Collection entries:
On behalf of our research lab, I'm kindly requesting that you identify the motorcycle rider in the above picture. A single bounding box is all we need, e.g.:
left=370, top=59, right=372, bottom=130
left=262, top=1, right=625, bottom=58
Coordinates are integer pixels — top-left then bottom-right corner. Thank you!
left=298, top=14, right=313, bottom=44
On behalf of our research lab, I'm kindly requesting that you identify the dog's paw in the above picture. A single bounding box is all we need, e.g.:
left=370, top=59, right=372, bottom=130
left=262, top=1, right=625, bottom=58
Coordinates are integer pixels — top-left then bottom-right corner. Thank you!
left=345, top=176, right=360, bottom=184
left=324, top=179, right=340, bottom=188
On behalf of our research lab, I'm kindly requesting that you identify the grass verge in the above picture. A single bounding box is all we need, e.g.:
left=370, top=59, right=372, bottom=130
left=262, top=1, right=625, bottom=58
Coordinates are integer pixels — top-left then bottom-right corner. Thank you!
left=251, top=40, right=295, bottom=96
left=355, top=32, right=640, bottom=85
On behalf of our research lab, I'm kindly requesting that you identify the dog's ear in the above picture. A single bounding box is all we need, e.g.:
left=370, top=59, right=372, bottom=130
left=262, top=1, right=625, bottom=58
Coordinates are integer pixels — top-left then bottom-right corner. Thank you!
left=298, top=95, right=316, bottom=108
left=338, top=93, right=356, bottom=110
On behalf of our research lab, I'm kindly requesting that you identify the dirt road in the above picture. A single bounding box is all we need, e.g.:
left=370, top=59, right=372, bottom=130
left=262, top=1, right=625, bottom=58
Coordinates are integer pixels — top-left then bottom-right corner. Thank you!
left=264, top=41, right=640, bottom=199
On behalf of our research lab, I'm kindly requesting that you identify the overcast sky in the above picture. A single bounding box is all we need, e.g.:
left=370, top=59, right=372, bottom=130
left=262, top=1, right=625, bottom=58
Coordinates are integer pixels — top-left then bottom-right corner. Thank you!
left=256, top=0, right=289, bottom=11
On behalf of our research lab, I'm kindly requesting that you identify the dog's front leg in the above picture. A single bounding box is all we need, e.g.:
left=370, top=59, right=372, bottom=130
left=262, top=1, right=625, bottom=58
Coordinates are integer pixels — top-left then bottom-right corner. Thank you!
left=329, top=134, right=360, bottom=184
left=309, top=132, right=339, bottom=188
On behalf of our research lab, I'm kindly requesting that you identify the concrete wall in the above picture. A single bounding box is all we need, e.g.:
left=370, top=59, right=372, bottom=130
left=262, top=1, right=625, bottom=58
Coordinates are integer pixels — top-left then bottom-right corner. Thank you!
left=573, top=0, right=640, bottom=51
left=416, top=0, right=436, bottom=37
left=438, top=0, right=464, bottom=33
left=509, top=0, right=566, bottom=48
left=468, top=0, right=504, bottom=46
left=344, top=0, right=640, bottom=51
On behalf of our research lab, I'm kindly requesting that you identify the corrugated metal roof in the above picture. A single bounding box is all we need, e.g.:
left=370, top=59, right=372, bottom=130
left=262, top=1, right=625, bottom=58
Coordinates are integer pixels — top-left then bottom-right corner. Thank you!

Prompt: Please reproduce the lines of the material between the line holding "the dog's ear" and the line holding "left=338, top=93, right=356, bottom=110", inclusive, swapping "research lab" for "research group" and leaving everything else unchanged.

Task output:
On behalf of our research group, I'm kindly requesting that you identify the dog's ear in the above picture. A single bounding box is all we need, e.g.:
left=370, top=59, right=372, bottom=130
left=262, top=1, right=625, bottom=58
Coordinates are integer pixels — top-left then bottom-right corner. Thank you!
left=298, top=95, right=316, bottom=108
left=338, top=93, right=356, bottom=110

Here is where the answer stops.